TEXT SECTION:
# Old CAT loader makeover



## Masssnowfighter (Sep 22, 2012)

Just finished up a cosmetic restoration on my 1972 CAT 950. It had about 8 layers of paint that was covering up a lot of rust. After about a week and half of sandblasting, sheet metal work, painting and putting back together it looks like it just rolled out of the factory.


----------



## Ne1 (Jan 15, 2007)

Looking good!


----------



## Masssnowfighter (Sep 22, 2012)

here are a few more pics


----------



## Ne1 (Jan 15, 2007)

You have a snow pusher for that?


----------



## CityGuy (Dec 19, 2008)

Nice looking machine!


----------



## Masssnowfighter (Sep 22, 2012)

here's its big brother 1977 CAT 966c. I just finished this before I started on the 950. It was a much easier project, it had very little rust and it only took 3 days start to finish.


----------



## Masssnowfighter (Sep 22, 2012)

Before and after


----------



## S-205 (Feb 27, 2009)

Awesome work! Showed my wife and asked her what year she thought the 950 was, she guessed a '94 so I guess you did a good job


----------



## Masssnowfighter (Sep 22, 2012)

S-205;2059092 said:


> Awesome work! Showed my wife and asked her what year she thought the 950 was, she guessed a '94 so I guess you did a good job


That's funny, she is smarter then most people at least. I have had quite few average joe (not heavy equipment savvy) people think that they where like 2015 new.


----------



## FredG (Oct 15, 2012)

Both fine looking machines. Its nice to recondition them then go for a newer one. I thought I had a operator hired till he called my 1990 dresser 530 a relic. LoL I don't think he's got a job with me.


----------



## B80MACK (Nov 14, 2015)

Great looking machines. I was the mechanic for a town for 30 years and we had a 1974 Cat 930 loader. Caterpillar and Mack are the best company's to get parts from for older vehicles. Good luck with them and I hope you get enough snow to keep them busy.


----------



## CAT 245ME (Sep 10, 2006)

SUPPLIED ENTRIES:
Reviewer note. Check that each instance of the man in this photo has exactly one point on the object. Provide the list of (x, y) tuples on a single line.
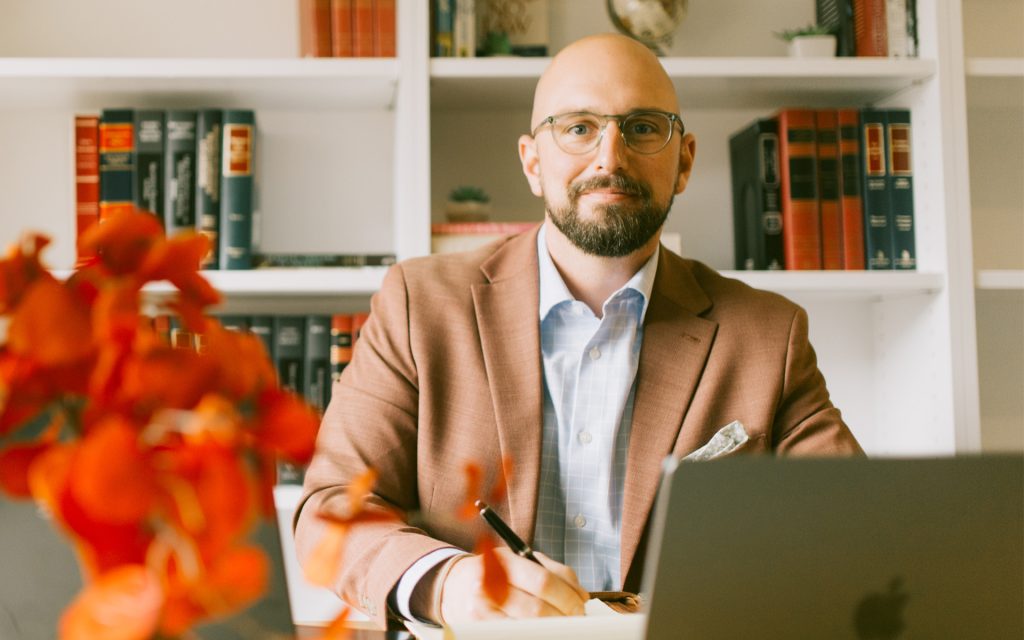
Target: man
[(583, 351)]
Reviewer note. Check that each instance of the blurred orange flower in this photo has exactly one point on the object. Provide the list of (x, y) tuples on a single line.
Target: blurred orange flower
[(156, 462)]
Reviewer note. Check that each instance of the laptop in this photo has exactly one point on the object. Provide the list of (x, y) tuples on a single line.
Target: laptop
[(839, 549)]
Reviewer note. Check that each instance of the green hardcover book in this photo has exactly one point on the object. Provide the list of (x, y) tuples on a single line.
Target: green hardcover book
[(238, 143), (148, 190), (900, 182), (289, 351), (262, 328), (179, 198), (878, 231), (208, 126), (117, 162), (757, 219), (316, 363)]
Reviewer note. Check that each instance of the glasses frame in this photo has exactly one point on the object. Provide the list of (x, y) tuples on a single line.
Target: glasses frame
[(619, 118)]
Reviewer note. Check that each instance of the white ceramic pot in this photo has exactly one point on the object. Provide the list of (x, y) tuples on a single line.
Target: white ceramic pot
[(813, 46)]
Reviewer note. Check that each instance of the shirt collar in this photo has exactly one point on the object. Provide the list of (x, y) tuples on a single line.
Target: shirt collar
[(554, 291)]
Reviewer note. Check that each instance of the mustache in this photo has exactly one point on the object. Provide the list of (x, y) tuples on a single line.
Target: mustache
[(626, 184)]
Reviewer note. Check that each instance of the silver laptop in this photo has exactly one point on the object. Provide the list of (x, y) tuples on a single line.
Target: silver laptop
[(766, 548)]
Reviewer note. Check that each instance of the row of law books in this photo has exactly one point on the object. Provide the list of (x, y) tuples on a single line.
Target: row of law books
[(827, 188), (871, 28), (190, 168), (347, 28), (471, 28), (309, 352)]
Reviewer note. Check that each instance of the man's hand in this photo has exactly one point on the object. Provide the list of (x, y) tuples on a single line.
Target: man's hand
[(535, 590)]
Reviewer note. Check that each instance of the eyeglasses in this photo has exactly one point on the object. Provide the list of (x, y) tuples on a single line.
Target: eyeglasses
[(643, 131)]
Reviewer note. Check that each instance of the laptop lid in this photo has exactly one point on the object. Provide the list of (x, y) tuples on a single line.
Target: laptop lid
[(838, 548)]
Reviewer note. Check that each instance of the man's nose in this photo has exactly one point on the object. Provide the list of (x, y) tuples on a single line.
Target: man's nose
[(611, 150)]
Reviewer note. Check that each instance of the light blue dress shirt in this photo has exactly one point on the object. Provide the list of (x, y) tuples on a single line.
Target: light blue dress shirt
[(590, 367)]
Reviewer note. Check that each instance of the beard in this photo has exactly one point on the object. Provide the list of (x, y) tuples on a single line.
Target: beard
[(620, 228)]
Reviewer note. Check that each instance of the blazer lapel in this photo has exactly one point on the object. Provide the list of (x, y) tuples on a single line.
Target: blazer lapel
[(676, 344), (507, 317)]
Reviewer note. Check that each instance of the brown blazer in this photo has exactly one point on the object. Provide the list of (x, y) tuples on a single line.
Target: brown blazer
[(448, 371)]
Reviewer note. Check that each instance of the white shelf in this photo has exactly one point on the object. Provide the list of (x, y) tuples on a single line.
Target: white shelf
[(268, 83), (843, 285), (1006, 280), (708, 82)]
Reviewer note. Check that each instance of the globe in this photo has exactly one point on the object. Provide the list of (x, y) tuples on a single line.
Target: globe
[(650, 22)]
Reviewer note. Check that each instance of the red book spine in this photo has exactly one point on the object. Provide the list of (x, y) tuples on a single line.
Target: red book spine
[(798, 160), (86, 180), (852, 209), (384, 28), (828, 204), (363, 28), (314, 28), (870, 31), (341, 28)]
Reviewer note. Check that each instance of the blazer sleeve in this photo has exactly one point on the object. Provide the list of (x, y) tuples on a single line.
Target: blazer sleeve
[(371, 423), (806, 421)]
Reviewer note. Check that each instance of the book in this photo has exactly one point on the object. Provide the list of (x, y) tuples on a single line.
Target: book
[(208, 133), (341, 343), (443, 28), (341, 28), (289, 350), (117, 162), (322, 260), (464, 30), (314, 28), (757, 219), (900, 185), (86, 181), (179, 164), (150, 162), (852, 211), (385, 35), (237, 147), (316, 363), (869, 28), (453, 237), (875, 197), (799, 194), (838, 14), (826, 122), (363, 28)]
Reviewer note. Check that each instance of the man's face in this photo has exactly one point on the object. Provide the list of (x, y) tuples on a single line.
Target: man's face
[(612, 200)]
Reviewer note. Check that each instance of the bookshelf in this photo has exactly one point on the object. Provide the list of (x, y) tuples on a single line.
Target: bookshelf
[(358, 155), (993, 47)]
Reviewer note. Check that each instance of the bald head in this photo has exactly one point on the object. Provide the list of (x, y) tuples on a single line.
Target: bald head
[(603, 74)]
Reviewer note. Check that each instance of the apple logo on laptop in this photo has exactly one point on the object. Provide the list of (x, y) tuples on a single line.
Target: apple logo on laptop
[(880, 615)]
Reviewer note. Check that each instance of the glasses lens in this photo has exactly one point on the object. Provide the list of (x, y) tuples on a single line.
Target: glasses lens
[(647, 132), (577, 133)]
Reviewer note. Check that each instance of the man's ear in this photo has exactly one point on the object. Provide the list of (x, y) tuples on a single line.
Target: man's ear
[(530, 163), (686, 153)]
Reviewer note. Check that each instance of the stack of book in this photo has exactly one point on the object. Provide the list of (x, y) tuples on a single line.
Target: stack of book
[(190, 168), (871, 28), (347, 28), (823, 189)]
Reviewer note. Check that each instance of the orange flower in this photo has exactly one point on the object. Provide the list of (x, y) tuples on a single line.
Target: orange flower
[(123, 604)]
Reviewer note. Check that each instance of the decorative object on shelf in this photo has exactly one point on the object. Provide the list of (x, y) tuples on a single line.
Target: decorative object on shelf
[(156, 462), (650, 22), (810, 41), (468, 204)]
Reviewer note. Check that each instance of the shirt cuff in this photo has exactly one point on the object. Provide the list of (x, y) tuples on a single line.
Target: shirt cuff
[(401, 595)]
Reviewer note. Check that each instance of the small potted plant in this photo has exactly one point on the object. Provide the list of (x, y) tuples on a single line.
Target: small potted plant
[(810, 41), (468, 204)]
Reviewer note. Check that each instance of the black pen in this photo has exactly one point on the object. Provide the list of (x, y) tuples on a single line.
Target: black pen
[(505, 532)]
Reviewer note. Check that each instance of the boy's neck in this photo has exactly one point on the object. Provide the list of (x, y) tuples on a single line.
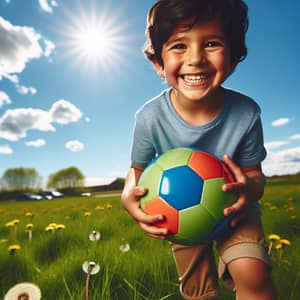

TASKS:
1. Answer these from the loader restoration thread:
(a) How long did the work on the 1972 CAT 950 take?
(b) What year did S-205's wife guess for the 950?
(c) What loader did B80MACK's town have?
2. Write out the loader restoration thread from "## B80MACK (Nov" to "keep them busy.", switching "mechanic" to "technician".

OUTPUTS IN ORDER:
1.
(a) About a week and a half.
(b) '94.
(c) A 1974 Cat 930 loader.

2.
## B80MACK (Nov 14, 2015)

Great looking machines. I was the technician for a town for 30 years and we had a 1974 Cat 930 loader. Caterpillar and Mack are the best company's to get parts from for older vehicles. Good luck with them and I hope you get enough snow to keep them busy.